CHALLENGE A: Reproduce the fairness passage from "In contrast, Proposition" up to and including "large fairness violations.", renaming "Demographic Parity" as "Statistical Parity" throughout.
CHALLENGE B: In the fairness passage, which result formalizes the impossibility of a non-trivial classifier satisfying Demographic Parity under two distinct prior regimes?

In contrast, Proposition 4.6 expresses the acceptance rate as a linear function of the prior, AR_{s,a}(t)=π_{s,a}·TPR_a(t)+(1−π_{s,a})·FPR_a(t). Consequently, Demographic Parity gaps can change whenever the priors shift differentially across groups; Corollary 4.7 quantifies this drift and shows that unless the classifier is uninformative (TPR=FPR) or the priors shift uniformly, DP will inevitably be violated. Theorem 4.11 formalizes an impossibility result: a non‑trivial classifier cannot satisfy Demographic Parity simultaneously under two distinct prior regimes unless degenerate conditions hold. Predictive Parity suffers even more because PPV depends non‑linearly on the prior (Proposition 4.9), amplifying small prevalence changes into large fairness violations.

SUPPLIED MATERIAL:
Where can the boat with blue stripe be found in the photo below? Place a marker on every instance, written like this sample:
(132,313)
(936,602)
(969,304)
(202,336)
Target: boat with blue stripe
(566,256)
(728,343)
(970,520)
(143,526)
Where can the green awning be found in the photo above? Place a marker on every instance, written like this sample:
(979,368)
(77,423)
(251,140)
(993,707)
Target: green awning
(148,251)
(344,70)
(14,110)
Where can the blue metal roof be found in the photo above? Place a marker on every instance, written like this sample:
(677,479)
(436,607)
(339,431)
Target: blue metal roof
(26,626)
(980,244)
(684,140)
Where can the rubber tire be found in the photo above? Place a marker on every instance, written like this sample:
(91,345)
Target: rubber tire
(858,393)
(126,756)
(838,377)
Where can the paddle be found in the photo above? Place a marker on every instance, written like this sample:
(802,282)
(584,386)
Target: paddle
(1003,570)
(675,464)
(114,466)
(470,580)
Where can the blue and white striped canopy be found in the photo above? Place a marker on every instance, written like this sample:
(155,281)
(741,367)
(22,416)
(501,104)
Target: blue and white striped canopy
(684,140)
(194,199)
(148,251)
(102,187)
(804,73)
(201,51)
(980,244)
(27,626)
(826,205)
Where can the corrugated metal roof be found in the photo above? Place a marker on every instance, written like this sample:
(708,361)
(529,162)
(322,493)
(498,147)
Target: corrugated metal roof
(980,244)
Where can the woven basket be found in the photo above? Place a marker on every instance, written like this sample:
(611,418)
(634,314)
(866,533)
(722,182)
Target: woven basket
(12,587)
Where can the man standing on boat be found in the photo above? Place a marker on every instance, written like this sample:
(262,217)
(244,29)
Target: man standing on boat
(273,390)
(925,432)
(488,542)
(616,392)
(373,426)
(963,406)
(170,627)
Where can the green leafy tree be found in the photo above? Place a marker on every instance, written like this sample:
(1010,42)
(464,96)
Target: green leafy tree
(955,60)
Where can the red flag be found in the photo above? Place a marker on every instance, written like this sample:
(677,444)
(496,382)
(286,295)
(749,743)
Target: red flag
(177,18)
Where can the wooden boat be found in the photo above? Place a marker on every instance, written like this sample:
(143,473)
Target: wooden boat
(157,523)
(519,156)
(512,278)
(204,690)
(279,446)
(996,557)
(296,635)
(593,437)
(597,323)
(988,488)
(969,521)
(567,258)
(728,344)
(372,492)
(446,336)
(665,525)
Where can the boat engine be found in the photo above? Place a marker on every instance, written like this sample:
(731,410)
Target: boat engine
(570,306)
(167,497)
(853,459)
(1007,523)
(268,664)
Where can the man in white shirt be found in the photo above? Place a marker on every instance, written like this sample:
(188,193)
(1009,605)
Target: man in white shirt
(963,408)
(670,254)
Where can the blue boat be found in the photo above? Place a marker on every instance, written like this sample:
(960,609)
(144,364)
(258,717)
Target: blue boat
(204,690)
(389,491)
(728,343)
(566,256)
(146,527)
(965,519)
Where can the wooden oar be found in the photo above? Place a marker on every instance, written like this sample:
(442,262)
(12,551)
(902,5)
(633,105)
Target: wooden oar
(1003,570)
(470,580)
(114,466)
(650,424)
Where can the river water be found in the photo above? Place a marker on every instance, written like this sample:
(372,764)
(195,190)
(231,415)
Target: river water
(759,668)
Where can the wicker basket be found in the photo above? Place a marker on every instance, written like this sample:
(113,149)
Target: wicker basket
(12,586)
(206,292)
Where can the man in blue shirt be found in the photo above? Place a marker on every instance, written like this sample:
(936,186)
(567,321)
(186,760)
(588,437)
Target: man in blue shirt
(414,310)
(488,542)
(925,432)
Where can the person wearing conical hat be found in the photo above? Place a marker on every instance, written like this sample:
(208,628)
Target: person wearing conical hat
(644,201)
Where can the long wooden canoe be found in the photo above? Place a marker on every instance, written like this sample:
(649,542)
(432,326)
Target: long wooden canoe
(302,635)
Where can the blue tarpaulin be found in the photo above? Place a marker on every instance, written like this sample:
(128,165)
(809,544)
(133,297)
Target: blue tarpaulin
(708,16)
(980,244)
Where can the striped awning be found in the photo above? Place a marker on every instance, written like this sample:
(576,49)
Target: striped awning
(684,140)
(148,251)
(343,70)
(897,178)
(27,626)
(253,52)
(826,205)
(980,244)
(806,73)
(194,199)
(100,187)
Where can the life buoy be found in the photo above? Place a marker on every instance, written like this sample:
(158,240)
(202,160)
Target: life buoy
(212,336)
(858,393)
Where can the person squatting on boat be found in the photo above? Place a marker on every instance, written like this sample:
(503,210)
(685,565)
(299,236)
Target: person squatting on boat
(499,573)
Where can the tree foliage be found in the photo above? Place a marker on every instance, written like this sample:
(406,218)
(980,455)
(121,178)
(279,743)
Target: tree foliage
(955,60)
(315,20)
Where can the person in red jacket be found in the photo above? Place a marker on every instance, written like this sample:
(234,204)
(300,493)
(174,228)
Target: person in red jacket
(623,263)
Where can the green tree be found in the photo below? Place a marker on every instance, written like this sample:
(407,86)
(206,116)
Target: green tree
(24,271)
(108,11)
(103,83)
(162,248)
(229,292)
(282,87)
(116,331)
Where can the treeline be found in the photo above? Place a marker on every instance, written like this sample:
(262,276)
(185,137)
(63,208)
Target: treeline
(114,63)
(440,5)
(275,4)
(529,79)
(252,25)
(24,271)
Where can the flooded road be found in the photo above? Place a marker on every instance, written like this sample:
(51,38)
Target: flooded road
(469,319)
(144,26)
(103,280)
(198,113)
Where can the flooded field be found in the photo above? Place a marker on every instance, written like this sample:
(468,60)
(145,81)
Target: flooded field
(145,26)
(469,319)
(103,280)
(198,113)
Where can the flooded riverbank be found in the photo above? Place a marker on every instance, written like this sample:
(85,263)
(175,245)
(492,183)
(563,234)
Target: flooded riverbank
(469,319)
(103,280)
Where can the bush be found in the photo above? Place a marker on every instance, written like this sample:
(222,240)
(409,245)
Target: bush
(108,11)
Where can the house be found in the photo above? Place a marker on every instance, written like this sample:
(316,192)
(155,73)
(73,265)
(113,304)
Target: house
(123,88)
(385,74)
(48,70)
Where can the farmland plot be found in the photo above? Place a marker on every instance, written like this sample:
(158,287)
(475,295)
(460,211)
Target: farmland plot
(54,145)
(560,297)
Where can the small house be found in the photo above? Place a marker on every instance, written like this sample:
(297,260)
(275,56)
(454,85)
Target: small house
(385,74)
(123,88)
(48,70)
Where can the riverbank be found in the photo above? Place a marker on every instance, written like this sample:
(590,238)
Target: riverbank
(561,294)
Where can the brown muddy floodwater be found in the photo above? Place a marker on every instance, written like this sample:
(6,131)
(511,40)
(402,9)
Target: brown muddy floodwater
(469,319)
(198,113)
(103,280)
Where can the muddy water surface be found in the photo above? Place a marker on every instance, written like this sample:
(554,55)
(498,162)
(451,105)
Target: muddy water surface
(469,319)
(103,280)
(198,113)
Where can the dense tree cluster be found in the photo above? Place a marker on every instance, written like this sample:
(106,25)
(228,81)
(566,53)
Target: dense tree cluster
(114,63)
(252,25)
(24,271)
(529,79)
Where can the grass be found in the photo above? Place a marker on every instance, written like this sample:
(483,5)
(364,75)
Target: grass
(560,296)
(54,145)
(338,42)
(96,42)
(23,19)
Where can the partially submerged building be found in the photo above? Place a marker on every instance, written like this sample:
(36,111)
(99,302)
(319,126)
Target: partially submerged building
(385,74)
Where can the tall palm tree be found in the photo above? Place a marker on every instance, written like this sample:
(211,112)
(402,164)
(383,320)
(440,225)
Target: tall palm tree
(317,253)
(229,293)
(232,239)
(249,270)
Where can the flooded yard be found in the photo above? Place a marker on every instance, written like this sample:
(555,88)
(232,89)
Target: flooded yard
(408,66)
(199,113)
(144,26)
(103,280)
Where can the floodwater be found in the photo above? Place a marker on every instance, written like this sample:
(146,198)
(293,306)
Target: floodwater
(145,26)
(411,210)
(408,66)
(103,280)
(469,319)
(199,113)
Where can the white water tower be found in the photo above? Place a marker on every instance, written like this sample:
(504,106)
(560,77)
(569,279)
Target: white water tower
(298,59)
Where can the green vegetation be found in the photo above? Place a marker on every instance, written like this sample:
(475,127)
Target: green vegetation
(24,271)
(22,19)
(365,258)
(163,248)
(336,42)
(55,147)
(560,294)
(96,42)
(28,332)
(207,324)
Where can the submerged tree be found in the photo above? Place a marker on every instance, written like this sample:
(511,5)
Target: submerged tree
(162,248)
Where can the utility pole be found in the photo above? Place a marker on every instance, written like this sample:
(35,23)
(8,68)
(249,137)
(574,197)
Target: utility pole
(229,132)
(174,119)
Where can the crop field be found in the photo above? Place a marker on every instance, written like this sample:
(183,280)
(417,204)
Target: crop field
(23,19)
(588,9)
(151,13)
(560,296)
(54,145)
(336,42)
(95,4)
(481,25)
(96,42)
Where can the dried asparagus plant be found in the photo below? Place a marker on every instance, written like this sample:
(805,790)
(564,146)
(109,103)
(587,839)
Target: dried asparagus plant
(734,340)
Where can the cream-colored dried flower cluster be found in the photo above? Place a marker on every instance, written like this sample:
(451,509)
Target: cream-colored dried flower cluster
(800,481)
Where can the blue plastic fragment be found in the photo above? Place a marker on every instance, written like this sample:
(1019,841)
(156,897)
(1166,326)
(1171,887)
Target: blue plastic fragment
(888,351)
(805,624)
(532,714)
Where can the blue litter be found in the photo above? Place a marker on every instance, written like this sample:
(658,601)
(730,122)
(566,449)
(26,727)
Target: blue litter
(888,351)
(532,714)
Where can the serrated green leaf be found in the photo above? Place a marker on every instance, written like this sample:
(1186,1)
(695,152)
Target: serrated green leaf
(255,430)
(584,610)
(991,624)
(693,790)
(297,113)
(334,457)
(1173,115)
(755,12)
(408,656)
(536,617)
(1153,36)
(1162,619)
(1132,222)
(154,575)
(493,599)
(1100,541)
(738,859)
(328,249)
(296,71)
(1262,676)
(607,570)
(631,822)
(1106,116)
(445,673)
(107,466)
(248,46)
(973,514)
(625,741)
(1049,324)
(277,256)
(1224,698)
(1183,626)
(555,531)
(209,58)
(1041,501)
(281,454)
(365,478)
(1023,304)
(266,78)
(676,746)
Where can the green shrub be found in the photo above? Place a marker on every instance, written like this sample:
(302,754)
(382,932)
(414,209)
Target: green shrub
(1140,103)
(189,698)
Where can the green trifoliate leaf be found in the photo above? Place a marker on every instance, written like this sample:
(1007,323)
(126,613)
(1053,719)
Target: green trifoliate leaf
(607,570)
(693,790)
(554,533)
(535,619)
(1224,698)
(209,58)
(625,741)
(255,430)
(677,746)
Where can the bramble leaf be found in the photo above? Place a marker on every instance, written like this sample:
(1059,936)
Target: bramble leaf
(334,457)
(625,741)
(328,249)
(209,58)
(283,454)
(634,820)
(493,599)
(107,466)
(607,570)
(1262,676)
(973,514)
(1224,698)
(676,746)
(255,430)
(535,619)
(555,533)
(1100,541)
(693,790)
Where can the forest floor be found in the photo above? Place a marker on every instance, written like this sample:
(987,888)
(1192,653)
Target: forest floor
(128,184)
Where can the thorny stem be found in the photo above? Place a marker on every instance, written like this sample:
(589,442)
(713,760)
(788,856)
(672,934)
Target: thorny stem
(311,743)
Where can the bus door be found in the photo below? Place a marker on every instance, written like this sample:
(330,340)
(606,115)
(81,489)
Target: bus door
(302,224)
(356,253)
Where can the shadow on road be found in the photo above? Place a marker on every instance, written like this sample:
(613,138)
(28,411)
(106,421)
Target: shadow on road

COMPLETE OUTPUT A:
In contrast, Proposition 4.6 expresses the acceptance rate as a linear function of the prior, AR_{s,a}(t)=π_{s,a}·TPR_a(t)+(1−π_{s,a})·FPR_a(t). Consequently, Statistical Parity gaps can change whenever the priors shift differentially across groups; Corollary 4.7 quantifies this drift and shows that unless the classifier is uninformative (TPR=FPR) or the priors shift uniformly, DP will inevitably be violated. Theorem 4.11 formalizes an impossibility result: a non‑trivial classifier cannot satisfy Statistical Parity simultaneously under two distinct prior regimes unless degenerate conditions hold. Predictive Parity suffers even more because PPV depends non‑linearly on the prior (Proposition 4.9), amplifying small prevalence changes into large fairness violations.

COMPLETE OUTPUT B: Theorem 4.11